**Document excerpt:**
......
= Colorado's Copper Triangle =

Road cycling route in Colorado

Colorado's Copper Triangle is a cycling route for road cyclists. The route begins at Copper Mountain, Colorado, and follows State Highway 91 south to US Highway 24, just before reaching Leadville, Colorado. Heading north on 24, the route continues on to Interstate 70 and after passing Minturn, Colorado, follows a bicycle path back to Copper Mountain along the interstate. The route may be started at any point on the circuit, though parking might be easier to come by in the Copper Mountain area. This circuit covers approximately 85 mi of road and four mountain passes: Fremont Pass, Tennessee Pass, Battle Mountain Pass and Vail Pass. The route and elevation profile can no longer be seen here. The total elevation climb during the circuit is approximately 6,000 ft. Three mountain ranges are passed through, Tenmile, Gore and Sawatch, and the route travels past the historic Camp Hale, used by the United States Army, 10th Mountain Division, to train soldiers during World War II.

The Copper Triangle is a popular route for bicycling enthusiasts, and hosts the annual Colorado Cyclist Copper Triangle cycling event. This event is a benefit ride that supports the Davis Phinney Foundation. This foundation was created by namesake, Davis Phinney, a former professional road bicycle racer after having been diagnosed with Parkinson's disease at the age of 40. The Davis Phinney Foundation supports medical research to improve the lives of those with Parkinson's. The Colorado Cyclist Copper Triangle event is sponsored by Saab, Crocs, Copper Mountain Ski Resort, The Village at Copper and numerous others, while the title sponsor is Colorado Cyclist. Colorado Cyclist is one of the largest bicycle and bicycle accessory retailers in the United States and is located in Colorado Springs, Colorado.
......
**Task brief:**
Reproduce the Copper Triangle text word for word from "The Copper Triangle" up to and including "Colorado Springs, Colorado.".

**Records taken from a dataset:**
......
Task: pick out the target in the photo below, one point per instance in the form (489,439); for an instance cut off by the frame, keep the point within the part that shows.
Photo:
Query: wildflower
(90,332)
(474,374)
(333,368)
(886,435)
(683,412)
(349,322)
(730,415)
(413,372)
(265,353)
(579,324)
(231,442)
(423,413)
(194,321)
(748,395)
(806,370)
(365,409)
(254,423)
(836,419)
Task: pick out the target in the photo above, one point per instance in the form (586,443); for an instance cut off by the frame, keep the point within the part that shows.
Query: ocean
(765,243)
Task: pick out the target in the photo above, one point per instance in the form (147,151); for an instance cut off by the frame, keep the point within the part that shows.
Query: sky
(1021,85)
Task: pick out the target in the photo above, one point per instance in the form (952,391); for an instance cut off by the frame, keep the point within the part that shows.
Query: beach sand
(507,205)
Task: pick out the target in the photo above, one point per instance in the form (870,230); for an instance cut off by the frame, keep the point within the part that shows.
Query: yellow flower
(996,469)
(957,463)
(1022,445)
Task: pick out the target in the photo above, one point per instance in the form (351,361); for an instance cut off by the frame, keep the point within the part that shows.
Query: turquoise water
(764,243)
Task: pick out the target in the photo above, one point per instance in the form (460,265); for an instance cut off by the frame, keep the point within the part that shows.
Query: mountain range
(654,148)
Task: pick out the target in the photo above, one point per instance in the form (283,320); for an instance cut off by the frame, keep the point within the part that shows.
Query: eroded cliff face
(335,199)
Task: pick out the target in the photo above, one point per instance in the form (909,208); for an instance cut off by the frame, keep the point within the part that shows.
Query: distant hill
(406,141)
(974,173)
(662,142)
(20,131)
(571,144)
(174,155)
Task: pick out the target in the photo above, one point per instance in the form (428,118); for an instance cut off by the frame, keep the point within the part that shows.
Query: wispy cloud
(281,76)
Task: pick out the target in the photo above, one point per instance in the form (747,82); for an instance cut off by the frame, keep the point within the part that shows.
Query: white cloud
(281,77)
......
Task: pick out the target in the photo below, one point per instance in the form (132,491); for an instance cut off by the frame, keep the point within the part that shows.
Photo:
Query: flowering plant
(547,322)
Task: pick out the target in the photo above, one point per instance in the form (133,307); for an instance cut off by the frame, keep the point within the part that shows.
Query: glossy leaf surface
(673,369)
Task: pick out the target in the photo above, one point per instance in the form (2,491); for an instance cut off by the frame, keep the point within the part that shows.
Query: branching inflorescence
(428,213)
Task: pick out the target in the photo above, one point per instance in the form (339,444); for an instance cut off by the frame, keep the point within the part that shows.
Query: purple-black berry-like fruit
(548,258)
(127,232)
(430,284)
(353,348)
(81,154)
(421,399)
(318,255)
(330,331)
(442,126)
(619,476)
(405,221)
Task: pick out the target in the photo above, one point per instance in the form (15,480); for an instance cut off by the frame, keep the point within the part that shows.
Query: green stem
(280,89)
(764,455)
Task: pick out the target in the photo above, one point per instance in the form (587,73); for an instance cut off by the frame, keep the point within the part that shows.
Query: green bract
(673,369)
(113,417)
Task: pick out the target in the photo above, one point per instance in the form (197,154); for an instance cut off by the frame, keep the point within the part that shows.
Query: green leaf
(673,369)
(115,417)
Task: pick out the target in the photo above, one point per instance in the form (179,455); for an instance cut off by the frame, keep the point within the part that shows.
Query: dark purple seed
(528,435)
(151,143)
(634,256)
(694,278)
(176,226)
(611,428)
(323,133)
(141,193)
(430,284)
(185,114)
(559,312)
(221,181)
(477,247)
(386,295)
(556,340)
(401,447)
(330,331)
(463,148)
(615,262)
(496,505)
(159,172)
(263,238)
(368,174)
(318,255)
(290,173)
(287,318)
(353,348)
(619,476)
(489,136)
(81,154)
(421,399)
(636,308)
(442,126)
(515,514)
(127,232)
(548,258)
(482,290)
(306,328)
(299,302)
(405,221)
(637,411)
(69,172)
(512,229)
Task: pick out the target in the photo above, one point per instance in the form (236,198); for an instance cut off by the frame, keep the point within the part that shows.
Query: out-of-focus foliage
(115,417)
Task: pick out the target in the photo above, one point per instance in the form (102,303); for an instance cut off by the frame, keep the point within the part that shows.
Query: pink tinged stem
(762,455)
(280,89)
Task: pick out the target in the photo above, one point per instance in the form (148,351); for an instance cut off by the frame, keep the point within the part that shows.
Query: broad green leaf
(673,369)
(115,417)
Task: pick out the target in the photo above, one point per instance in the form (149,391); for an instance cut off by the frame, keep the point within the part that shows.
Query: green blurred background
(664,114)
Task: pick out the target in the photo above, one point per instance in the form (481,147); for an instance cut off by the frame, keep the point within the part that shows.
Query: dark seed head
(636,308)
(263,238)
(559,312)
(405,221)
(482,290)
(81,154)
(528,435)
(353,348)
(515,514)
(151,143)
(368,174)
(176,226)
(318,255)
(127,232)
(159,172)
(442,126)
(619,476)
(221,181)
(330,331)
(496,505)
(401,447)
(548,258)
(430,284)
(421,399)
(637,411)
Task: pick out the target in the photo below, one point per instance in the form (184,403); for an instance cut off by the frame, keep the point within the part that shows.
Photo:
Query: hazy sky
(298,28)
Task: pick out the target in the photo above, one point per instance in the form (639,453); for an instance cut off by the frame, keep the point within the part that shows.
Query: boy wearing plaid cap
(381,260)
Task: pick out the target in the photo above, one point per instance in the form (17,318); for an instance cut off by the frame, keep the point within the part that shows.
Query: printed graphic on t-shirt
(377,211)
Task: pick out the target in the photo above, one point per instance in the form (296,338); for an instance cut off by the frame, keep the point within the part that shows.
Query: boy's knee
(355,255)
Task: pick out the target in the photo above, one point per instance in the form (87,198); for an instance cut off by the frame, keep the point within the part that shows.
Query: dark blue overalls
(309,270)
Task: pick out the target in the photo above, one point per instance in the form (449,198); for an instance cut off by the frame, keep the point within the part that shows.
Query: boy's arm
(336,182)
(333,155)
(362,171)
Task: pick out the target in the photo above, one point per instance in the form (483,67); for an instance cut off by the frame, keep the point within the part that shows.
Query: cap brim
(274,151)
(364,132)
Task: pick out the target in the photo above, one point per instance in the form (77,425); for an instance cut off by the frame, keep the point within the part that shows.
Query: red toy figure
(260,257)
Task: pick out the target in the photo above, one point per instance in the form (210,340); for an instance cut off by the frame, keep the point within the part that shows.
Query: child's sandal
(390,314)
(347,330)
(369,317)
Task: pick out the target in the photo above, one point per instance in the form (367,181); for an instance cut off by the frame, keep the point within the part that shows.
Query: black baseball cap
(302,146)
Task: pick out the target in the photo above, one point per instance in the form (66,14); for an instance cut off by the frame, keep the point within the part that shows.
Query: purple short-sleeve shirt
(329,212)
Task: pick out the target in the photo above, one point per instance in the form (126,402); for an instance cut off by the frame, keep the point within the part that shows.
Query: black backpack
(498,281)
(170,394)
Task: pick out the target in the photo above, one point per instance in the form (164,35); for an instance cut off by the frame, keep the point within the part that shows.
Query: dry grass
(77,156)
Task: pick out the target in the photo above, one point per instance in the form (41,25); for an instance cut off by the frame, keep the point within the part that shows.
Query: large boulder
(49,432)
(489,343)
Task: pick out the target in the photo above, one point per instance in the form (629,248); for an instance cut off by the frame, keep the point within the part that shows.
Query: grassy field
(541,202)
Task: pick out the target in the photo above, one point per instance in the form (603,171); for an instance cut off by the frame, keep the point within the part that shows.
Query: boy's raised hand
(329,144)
......
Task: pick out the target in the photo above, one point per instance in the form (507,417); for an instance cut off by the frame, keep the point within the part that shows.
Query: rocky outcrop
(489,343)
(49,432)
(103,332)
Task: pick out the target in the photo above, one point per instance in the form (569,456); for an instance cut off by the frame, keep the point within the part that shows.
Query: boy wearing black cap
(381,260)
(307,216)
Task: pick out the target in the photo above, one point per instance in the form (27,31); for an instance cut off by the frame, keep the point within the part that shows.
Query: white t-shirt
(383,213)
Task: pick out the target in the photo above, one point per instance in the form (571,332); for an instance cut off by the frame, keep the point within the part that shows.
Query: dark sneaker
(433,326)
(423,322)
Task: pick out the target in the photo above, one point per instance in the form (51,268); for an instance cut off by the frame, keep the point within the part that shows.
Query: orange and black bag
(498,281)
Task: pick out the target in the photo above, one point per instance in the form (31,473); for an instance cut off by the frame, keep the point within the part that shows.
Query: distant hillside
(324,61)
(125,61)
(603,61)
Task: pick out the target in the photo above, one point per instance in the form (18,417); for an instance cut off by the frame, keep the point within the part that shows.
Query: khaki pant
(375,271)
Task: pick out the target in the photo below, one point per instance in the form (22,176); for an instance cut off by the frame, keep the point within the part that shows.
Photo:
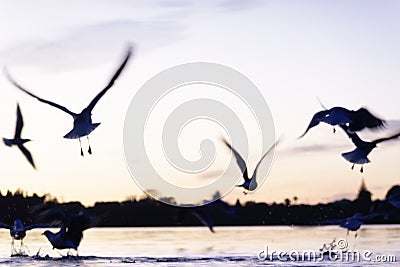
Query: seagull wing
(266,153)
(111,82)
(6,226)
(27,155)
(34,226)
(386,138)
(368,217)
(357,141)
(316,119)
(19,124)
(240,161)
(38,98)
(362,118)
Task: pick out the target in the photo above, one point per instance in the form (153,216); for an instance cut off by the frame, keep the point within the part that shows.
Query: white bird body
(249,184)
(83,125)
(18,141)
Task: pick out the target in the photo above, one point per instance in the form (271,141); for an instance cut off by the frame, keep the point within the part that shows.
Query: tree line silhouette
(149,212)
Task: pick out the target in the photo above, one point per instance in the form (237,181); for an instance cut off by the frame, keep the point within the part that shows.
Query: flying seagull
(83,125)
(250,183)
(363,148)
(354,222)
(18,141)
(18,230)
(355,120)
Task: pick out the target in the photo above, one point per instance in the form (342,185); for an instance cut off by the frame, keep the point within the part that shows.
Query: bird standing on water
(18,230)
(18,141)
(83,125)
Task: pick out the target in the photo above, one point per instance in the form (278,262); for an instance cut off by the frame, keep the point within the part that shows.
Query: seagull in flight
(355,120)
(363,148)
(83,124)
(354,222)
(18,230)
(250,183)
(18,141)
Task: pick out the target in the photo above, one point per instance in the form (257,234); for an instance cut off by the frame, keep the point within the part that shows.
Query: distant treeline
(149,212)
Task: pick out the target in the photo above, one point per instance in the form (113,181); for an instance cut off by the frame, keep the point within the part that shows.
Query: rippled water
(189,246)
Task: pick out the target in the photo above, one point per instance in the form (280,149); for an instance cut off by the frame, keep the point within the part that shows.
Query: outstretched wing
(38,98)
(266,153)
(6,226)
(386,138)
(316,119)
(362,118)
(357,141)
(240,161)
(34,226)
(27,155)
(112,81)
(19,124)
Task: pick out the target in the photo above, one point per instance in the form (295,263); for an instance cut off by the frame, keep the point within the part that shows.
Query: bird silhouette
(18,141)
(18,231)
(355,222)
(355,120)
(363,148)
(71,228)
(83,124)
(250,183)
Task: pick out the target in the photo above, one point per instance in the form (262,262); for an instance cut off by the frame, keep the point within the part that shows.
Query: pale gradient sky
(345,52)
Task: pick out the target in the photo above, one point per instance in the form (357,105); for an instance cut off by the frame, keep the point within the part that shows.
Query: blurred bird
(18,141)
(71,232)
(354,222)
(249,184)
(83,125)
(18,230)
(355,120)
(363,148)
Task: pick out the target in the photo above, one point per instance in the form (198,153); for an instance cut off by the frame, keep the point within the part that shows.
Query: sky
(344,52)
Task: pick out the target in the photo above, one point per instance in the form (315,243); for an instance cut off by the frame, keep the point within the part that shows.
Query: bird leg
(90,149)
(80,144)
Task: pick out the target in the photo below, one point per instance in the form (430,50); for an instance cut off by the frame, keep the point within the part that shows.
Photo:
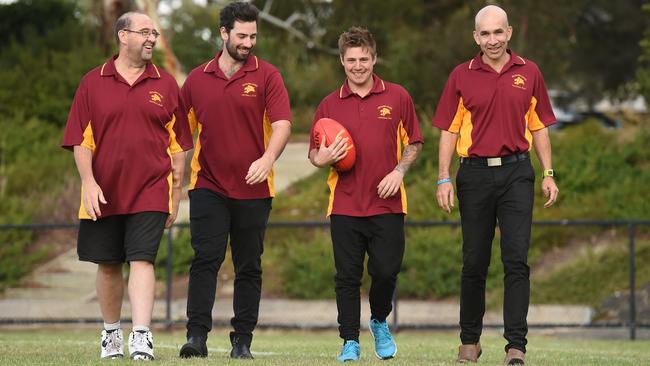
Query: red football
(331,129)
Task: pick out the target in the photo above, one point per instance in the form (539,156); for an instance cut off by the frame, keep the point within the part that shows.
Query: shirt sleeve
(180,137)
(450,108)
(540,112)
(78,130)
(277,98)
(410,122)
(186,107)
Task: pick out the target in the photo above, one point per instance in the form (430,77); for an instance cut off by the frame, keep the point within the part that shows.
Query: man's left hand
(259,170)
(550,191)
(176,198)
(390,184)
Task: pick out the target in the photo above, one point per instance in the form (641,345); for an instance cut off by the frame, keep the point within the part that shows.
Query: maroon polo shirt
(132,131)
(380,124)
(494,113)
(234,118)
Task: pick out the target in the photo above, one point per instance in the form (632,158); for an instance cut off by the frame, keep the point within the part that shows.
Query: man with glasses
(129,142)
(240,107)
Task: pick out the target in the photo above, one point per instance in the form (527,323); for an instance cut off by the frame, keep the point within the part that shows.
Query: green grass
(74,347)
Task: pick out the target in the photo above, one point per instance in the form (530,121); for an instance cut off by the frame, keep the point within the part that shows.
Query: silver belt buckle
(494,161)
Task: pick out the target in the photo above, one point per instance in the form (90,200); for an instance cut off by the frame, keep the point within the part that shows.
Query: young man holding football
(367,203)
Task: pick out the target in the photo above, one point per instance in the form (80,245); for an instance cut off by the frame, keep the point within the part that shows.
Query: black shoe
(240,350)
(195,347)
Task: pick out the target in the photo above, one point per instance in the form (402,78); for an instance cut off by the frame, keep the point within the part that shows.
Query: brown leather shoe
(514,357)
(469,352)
......
**Task output:**
The Copper Triangle is a popular route for bicycling enthusiasts, and hosts the annual Colorado Cyclist Copper Triangle cycling event. This event is a benefit ride that supports the Davis Phinney Foundation. This foundation was created by namesake, Davis Phinney, a former professional road bicycle racer after having been diagnosed with Parkinson's disease at the age of 40. The Davis Phinney Foundation supports medical research to improve the lives of those with Parkinson's. The Colorado Cyclist Copper Triangle event is sponsored by Saab, Crocs, Copper Mountain Ski Resort, The Village at Copper and numerous others, while the title sponsor is Colorado Cyclist. Colorado Cyclist is one of the largest bicycle and bicycle accessory retailers in the United States and is located in Colorado Springs, Colorado.